### PAGE EXTRACT
Speed-read

The Finance Bill 2019-20 proposes new powers that, if enacted, would enable HMRC to make directors and certain other individuals connected to companies which, for these purposes, includes limited liability partnerships, (“LLPs”) jointly and severally liable for the company’s tax liabilities if the company is subject to, or there is a risk that it may be subject to, insolvency proceedings (including liquidation and administration). The Government has said that the proposed rules will only apply to taxpayers who artificially and unfairly seek to reduce their tax bill through insolvency proceedings. However, the broad legislative drafting means it could potentially apply in a number of additional scenarios.

Main summary

If enacted, the proposed rules, published in summer 2019, would allow HMRC to issue joint liability notices (“JLNs”) to directors and shadow directors of, and certain other “participators” connected to, a company when an unpaid tax liability or penalty exists (or is expected to exist) in three scenarios.

1. Tax avoidance or evasion

  1. a company has entered into tax avoidance arrangements or engaged in tax-evasive conduct;
  2. that company is subject to, or there is a serious possibility of it being subject to, an insolvency procedure;
  3. directors and participators in that company were responsible for, assisted with, facilitated, or received a benefit (which, to the individual’s knowledge arose wholly or partly) from the company entering into such arrangements or engaging in such conduct;
  4. there is, or is likely to be, a tax liability referable to the tax avoidance arrangements or the tax evasive conduct; and
  5. there is a serious possibility that some or all of that tax liability will not be paid.

“Tax avoidance” is defined by reference to various established anti-avoidance rules (including, for instance, under DOTAS or the GAAR), whilst “tax evasive conduct” contemplates deliberately (i) misleading HMRC by providing them with false documents and information, (ii) withholding information for the same purpose, or (iii) failing to comply with certain obligations, including failing to notify HMRC of a tax liability. For the purpose of this definition, “false” includes any information that is misleading, inaccurate or incomplete to a significant extent.

“Serious possibility” is not defined in the draft legislation.

2. Repeated insolvency and non-payment (“Phoenixism”)

  1. at least two companies (the “old companies”) have been subject to an insolvency procedure in the last five years (ending on the date the JLN is issued, the “five-year period”), during which period, the old companies had:
    1. (i) an unpaid tax liability, or (ii) failed to submit a relevant return or other document that it was required to submit, or (iii) an undetermined claim, declaration or application for approval relevant to a tax liability.

### DATASET ENTRIES
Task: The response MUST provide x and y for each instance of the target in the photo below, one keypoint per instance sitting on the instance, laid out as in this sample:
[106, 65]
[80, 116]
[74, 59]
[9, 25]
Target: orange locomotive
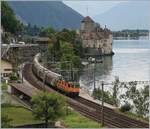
[55, 80]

### REQUIRED TASKS
1. From the joint liability summary, extract the passage between "If enacted, the" and "in three scenarios.", inclusive.
2. According to the joint liability summary, when were the proposed rules published?
3. List every form of deliberate behavior that the joint liability summary gives under its definition of "tax evasive conduct."
The material above comes from a separate source and is unrelated to the text.

### EXERCISE SOLUTIONS
1.
If enacted, the proposed rules, published in summer 2019, would allow HMRC to issue joint liability notices (“JLNs”) to directors and shadow directors of, and certain other “participators” connected to, a company when an unpaid tax liability or penalty exists (or is expected to exist) in three scenarios.

2. In summer 2019.

3.
- Misleading HMRC by providing them with false documents and information
- Withholding information for the same purpose
- Failing to comply with certain obligations, including failing to notify HMRC of a tax liability